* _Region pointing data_
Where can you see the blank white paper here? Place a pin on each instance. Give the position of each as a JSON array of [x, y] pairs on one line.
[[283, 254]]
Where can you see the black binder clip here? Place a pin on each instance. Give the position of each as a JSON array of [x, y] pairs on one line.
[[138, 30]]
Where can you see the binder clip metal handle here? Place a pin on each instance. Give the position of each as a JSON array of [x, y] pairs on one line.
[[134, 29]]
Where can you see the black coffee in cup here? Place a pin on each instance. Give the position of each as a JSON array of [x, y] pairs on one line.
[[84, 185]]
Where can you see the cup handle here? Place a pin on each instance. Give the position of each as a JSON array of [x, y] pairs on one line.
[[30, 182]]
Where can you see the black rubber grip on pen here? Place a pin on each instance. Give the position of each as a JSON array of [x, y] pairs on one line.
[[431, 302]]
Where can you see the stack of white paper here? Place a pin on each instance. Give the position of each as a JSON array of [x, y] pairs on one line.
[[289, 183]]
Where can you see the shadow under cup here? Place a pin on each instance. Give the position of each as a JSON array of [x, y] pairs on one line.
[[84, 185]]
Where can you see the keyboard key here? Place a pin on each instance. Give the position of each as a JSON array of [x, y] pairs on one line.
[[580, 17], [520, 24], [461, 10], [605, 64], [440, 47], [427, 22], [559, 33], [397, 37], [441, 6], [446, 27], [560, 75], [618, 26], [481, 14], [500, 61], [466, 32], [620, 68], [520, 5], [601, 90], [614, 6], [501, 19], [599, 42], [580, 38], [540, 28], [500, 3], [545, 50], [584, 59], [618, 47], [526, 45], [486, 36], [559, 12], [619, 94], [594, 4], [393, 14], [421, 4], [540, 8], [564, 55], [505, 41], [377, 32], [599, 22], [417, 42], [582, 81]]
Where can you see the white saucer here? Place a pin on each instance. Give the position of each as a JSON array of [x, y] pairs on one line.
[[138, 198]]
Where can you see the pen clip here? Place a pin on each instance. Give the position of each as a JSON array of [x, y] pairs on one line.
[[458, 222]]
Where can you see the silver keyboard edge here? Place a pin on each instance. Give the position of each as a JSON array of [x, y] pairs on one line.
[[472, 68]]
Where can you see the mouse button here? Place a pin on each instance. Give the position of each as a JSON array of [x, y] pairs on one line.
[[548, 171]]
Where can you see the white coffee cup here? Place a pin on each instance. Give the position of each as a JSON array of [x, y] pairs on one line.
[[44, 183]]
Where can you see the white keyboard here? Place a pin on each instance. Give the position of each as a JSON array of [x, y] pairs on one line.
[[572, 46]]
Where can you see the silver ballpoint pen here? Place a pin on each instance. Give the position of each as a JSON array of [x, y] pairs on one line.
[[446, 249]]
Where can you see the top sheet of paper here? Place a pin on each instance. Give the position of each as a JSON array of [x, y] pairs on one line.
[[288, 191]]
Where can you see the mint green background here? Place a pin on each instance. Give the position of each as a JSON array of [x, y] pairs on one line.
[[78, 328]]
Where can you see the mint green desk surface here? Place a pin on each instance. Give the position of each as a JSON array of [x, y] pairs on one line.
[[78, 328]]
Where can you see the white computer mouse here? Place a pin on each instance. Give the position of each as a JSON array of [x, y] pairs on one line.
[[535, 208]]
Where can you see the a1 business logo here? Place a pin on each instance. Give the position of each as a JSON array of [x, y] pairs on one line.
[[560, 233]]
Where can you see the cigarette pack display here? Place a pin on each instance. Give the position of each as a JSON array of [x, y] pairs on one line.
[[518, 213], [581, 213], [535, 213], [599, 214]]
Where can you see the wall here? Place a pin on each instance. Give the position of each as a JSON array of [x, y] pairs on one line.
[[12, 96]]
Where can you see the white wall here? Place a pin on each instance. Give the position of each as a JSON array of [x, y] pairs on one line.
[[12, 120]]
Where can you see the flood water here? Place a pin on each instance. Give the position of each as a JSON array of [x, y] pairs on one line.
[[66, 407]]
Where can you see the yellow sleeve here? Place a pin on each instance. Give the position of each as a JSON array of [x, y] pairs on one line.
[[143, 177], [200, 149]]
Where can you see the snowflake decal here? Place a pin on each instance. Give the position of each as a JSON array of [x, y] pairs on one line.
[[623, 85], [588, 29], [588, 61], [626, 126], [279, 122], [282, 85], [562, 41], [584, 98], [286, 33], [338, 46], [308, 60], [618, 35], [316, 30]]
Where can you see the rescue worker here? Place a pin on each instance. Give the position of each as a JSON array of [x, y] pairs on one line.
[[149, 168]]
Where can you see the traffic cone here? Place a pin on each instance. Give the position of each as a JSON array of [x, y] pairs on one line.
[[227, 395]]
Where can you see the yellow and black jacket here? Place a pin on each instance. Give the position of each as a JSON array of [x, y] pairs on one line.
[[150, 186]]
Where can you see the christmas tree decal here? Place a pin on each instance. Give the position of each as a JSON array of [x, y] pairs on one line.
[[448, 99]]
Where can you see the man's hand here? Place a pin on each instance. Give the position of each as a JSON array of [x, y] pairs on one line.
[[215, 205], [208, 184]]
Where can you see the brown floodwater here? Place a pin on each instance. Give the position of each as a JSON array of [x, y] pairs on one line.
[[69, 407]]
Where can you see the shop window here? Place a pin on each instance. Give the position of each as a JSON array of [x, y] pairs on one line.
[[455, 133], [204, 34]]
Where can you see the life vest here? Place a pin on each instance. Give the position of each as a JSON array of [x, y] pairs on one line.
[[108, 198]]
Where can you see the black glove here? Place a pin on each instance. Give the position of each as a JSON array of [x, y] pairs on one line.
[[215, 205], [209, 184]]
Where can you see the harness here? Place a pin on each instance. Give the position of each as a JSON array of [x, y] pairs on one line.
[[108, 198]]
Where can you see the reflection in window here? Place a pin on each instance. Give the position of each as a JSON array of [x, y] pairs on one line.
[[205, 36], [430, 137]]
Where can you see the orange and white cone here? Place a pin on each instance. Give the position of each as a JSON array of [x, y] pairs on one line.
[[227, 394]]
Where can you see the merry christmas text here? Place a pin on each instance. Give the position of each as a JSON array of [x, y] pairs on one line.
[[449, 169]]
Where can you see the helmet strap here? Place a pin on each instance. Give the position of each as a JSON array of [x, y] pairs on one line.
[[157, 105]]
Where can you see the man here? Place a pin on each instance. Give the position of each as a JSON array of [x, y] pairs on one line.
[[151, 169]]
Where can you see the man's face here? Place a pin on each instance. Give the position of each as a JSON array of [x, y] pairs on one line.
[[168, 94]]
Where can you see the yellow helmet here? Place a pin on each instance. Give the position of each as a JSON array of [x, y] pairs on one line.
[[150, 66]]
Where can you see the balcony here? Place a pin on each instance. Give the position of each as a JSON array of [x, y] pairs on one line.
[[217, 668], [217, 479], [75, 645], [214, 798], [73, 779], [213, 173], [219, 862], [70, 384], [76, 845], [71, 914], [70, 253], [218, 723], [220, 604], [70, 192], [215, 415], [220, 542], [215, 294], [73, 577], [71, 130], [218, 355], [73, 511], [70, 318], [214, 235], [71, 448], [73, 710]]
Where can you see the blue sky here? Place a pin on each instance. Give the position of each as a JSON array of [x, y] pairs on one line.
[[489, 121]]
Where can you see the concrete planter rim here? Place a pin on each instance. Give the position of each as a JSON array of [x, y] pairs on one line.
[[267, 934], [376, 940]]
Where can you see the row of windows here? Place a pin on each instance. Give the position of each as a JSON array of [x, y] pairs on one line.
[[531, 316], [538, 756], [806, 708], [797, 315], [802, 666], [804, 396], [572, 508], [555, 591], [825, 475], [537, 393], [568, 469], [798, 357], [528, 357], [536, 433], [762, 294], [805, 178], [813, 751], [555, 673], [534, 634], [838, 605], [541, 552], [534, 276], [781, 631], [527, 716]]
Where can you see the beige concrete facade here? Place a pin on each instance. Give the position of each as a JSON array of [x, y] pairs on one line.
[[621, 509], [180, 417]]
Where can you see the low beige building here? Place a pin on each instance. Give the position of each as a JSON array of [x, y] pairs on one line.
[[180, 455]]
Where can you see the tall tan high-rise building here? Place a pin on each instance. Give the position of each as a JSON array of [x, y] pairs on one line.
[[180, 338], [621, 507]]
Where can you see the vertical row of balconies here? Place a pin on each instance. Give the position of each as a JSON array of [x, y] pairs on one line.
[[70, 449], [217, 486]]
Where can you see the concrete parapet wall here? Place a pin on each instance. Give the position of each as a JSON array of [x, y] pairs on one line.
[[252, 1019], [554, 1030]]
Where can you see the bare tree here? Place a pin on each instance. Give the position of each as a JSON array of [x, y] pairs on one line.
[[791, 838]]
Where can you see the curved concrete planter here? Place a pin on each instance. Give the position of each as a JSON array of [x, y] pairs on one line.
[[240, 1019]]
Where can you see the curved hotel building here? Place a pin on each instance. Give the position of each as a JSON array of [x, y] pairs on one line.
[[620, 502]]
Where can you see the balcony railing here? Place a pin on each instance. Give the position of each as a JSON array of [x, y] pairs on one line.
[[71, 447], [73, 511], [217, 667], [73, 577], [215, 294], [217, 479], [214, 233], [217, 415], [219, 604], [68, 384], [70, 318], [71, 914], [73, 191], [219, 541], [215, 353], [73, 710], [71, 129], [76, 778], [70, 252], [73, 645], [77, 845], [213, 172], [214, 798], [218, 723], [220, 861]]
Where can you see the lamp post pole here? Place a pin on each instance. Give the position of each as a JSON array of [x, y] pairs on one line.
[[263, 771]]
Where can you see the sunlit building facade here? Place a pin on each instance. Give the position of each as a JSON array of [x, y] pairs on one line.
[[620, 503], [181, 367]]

* _PROBLEM TO SOLVE_
Print the line that contains "Where can you see the sunlit", then every later line of the entries above up to and including the last, all exactly as written.

* _TASK OUTPUT_
Where can you see the sunlit building facade here? Place a pin on each instance. Give the position of each as a JSON array of [x, y] pairs on one line.
[[620, 503], [181, 367]]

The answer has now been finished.